* START Available records *

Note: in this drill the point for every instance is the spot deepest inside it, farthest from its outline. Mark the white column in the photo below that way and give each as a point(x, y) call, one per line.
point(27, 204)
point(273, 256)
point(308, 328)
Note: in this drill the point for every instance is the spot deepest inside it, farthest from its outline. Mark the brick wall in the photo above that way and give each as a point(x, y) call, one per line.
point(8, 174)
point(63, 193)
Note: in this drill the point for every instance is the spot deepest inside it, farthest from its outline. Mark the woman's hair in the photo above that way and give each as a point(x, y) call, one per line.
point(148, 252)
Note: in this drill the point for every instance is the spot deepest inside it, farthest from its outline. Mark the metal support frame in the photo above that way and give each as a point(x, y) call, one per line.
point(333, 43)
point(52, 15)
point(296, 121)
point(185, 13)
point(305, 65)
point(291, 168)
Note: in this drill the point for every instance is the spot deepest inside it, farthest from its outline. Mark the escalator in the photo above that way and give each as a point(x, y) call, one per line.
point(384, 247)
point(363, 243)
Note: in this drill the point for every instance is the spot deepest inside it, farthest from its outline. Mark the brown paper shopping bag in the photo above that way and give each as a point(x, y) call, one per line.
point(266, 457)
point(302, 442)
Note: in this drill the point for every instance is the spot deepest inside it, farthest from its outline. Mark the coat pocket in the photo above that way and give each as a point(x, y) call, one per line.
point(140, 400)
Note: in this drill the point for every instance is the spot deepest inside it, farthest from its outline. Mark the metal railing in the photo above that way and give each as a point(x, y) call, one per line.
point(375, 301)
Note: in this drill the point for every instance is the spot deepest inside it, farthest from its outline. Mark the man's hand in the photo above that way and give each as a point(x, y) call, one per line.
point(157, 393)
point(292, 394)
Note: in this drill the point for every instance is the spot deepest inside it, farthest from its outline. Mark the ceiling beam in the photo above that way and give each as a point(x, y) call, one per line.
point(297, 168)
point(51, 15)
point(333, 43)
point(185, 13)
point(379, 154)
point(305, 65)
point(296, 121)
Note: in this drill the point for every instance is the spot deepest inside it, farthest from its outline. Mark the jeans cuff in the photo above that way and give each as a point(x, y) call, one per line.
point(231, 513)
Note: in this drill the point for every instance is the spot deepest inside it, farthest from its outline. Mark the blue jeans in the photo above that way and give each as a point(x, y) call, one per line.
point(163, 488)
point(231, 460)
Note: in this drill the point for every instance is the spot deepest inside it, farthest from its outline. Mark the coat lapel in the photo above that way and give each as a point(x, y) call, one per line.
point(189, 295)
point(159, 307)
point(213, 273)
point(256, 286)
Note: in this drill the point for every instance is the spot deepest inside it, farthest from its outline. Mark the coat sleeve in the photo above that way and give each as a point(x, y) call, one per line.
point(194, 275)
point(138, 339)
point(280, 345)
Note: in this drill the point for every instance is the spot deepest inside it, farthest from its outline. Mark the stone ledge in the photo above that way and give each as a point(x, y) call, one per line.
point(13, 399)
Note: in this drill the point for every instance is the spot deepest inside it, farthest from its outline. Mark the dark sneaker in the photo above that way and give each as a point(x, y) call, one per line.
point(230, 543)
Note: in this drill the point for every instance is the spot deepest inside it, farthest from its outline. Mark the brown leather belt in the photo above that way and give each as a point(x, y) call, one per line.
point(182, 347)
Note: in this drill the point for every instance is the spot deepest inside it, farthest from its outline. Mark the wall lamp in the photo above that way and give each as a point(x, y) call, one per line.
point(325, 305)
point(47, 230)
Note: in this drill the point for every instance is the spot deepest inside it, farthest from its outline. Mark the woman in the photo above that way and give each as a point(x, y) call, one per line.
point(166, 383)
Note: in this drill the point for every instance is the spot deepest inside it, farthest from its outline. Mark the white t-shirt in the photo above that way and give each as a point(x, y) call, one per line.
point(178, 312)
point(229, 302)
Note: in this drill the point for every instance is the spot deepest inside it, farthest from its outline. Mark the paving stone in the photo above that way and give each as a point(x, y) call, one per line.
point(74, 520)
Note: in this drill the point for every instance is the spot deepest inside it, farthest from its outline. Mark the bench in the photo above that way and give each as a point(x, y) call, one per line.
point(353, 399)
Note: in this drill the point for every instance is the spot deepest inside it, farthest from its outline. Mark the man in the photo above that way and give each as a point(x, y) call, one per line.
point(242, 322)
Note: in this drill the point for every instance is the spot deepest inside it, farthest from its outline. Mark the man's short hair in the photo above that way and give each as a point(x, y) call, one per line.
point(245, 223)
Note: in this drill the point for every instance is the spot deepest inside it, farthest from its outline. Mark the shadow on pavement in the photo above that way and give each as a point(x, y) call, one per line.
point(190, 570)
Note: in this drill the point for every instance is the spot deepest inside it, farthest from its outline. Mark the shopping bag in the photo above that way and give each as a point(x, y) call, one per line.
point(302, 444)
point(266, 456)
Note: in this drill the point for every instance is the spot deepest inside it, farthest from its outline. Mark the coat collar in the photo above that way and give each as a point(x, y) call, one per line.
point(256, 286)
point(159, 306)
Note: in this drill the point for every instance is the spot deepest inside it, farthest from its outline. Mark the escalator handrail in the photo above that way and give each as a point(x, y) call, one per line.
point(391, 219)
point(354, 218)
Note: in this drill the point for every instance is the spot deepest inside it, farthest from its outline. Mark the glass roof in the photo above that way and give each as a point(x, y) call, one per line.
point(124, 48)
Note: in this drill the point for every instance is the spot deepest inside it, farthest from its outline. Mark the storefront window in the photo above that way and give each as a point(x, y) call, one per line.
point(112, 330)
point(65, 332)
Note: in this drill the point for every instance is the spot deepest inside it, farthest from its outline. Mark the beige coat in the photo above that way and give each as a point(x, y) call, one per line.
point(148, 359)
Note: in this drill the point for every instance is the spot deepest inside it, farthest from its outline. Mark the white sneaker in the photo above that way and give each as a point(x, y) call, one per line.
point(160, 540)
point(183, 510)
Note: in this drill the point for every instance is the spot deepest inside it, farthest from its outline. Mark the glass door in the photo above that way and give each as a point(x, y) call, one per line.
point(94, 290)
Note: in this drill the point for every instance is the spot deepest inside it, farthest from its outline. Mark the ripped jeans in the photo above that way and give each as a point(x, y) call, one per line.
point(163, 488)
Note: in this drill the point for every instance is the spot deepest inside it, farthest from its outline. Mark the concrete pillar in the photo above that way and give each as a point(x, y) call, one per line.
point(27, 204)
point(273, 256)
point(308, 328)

* END Available records *

_Problem description:_
Reproduce every entry above word for word, in the same order and with the same line breaks.

_Written reply:_
Note: in this drill the point for every instance is the spot deepest inside it, farthest from its outline. Mark the white column in the photo below that way and give each as a point(x, y) call, one per line.
point(27, 204)
point(273, 256)
point(308, 328)
Note: in this drill the point for every instance is the spot deepest inside it, farthest from its outline. Mark the brick wall in the photo above that way and give each as a point(x, y) call, one per line.
point(8, 174)
point(63, 193)
Note: in this drill the point for every instance is the spot deepest inside it, farthest from its outline. Mark the woman's hair in the photo above that way and give each as a point(x, y) call, one per line.
point(148, 252)
Note: in this drill the point for every instance is the spot deepest inside it, farthest from its outline. Mark the metal support frame in the photo above that way and give each as a point(x, y) call, one per line.
point(333, 43)
point(52, 15)
point(296, 121)
point(185, 13)
point(305, 65)
point(291, 168)
Note: in this drill the point for every instance is the spot deepest inside it, farthest from its outline. Mark the escalator in the photo above that way and give each as a point(x, y) call, one per line.
point(384, 247)
point(363, 243)
Note: in this drill the point for every instance is the spot deepest inside it, farthest from its outline. Mark the brown paper shopping bag in the photo above that way and give each as a point(x, y) call, one per line.
point(266, 457)
point(302, 442)
Note: in this drill the point for every instance is the spot deepest inside it, farthest from its outline. Mark the coat pocket in the photo above that way and give each as a point(x, y) call, one per line.
point(140, 400)
Note: in this drill the point for every instance is the spot deepest inside it, farthest from its outline. Mark the metal railing in the photo above that way and give each as a point(x, y) call, one per line.
point(375, 301)
Note: in this drill the point for every instance is the spot deepest inside it, farthest from its outline. Mark the man's hand in the photo above that way and give each as a point(x, y) call, one per line.
point(157, 393)
point(292, 394)
Note: in this drill the point for every instance is the spot deepest inside it, farthest from its outline. Mark the ceiling beam in the photo above that way and give each as a point(x, y) call, one per line.
point(297, 168)
point(51, 15)
point(333, 43)
point(185, 13)
point(379, 154)
point(305, 65)
point(296, 121)
Note: in this drill the point for every instance is the spot deepest inside it, farthest from its outline. Mark the jeans cuff in the photo above that way and give each as a point(x, y) call, one per line.
point(231, 513)
Note: in this drill the point for every instance is the spot deepest inside it, farthest from its outline. Mark the blue jeans in the photo above that way and give each as a point(x, y) call, one per line.
point(163, 488)
point(231, 460)
Note: in this drill the point for every instance is the spot deepest inside it, farthest from its outline. Mark the coat lapel in the photo above that way and give each as a point(x, y) call, one per line.
point(189, 295)
point(159, 307)
point(213, 273)
point(256, 286)
Note: in this drill the point for every instance is the spot deepest inside it, farthest from its outline. Mark the coat sleeve in the photo above that way and give each as a point(x, y) call, one per line.
point(194, 275)
point(138, 339)
point(280, 345)
Note: in this drill the point for every instance is the spot deepest inside it, farthest from its outline. Mark the stone ledge in the photo above that way and give each as a point(x, y) call, one per line.
point(13, 399)
Note: in this drill the point for every instance is the spot deepest inside it, farthest from its outline. Mark the dark sneaker in the photo above that way and give each as a point(x, y) call, one per line.
point(230, 543)
Note: in this drill the point for every instance is the spot deepest inside it, farthest from its outline. Mark the brown leather belt in the photo above that way and give each as a point(x, y) call, one per line.
point(182, 347)
Note: in this drill the point for every instance is the spot deepest inside it, farthest from its outline. Mark the wall lamp in the photo above that way and give each as a point(x, y) call, one per line.
point(325, 305)
point(47, 230)
Note: in this drill the point for every instance is the spot deepest inside it, farthest from its outline. Mark the woman in the photo above that way and give each as a point(x, y) call, one per line.
point(166, 383)
Note: in this drill the point for every instance is the spot deepest inside it, farthest from its outline. Mark the white t-shirt in the photo above that way and give each as a point(x, y) call, one per line.
point(178, 312)
point(229, 302)
Note: in this drill the point for every instance is the spot deepest inside it, farthest from its outline. Mark the paving stone in the photo above that way and give each as a point(x, y) call, one per line.
point(74, 520)
Note: in this drill the point for every instance is the spot deepest inside it, farthest from its outline. Mark the bench in the photo above that way and give each as a point(x, y) call, one per line.
point(353, 399)
Note: in this drill the point for every instance is the spot deepest inside it, farthest from its outline. Mark the man in the photo above that way and give each as a point(x, y) call, one per line.
point(242, 322)
Note: in this drill the point for every instance is the spot deepest inside it, farthest from its outline. Mark the man's short hair in the photo above that way and give each as a point(x, y) call, one per line.
point(245, 223)
Note: in this drill the point for every instance is the spot deepest inside it, farthest from its outline. Mark the shadow on pavement in the photo above that way and give each as a point(x, y) call, one per line.
point(190, 570)
Note: in this drill the point for every instance is the spot deepest inside it, farthest from its outline. Mark the shopping bag in the photo above that way and give each as a point(x, y) call, one per line.
point(302, 444)
point(266, 456)
Note: in this drill the point for every instance is the spot deepest inside it, farthest from its outline. Mark the coat collar in the photo above that way and give each as a point(x, y) call, one per line.
point(256, 286)
point(159, 306)
Note: in this drill the point for every instance is the spot deepest inside it, farthest from its outline. Mark the escalator handrail in the photo above that way and give each as a point(x, y) call, one per line.
point(391, 219)
point(354, 218)
Note: in this drill the point for every instance is the spot deepest inside it, farthest from its outline. Mark the glass roof in the photo above that way and give each as a point(x, y) call, one per line.
point(124, 48)
Note: in this drill the point for every instance is the spot deepest inside it, farthest from its outline. Mark the storefront window in the photo above that way and give each as a point(x, y) call, one per line.
point(112, 330)
point(65, 332)
Note: in this drill the point for every instance is the spot deepest inside it, farthest from its outline. Mark the beige coat in the photo above that way and give each as a point(x, y) call, one per line.
point(148, 359)
Note: in this drill the point for every instance is the spot deepest inside it, farthest from its outline. Mark the white sneaker in the photo above that way and give each as a point(x, y) call, one per line.
point(160, 540)
point(183, 510)
Note: in this drill the point for every instance is the spot deepest inside it, farthest from its outline. Mark the glass door in the photo above that way and give each as a point(x, y) call, one per line.
point(94, 290)
Note: in this drill the point for every instance is the spot deepest inside it, farthest from its outline. Mark the ripped jeans in the photo above that way and give each as a point(x, y) call, one per line.
point(163, 488)
Note: in this drill the point for every instance is the spot deepest inside it, farthest from its outline. Mark the concrete pillar in the photo above that way and give each as a point(x, y) call, one per line.
point(27, 204)
point(273, 256)
point(308, 328)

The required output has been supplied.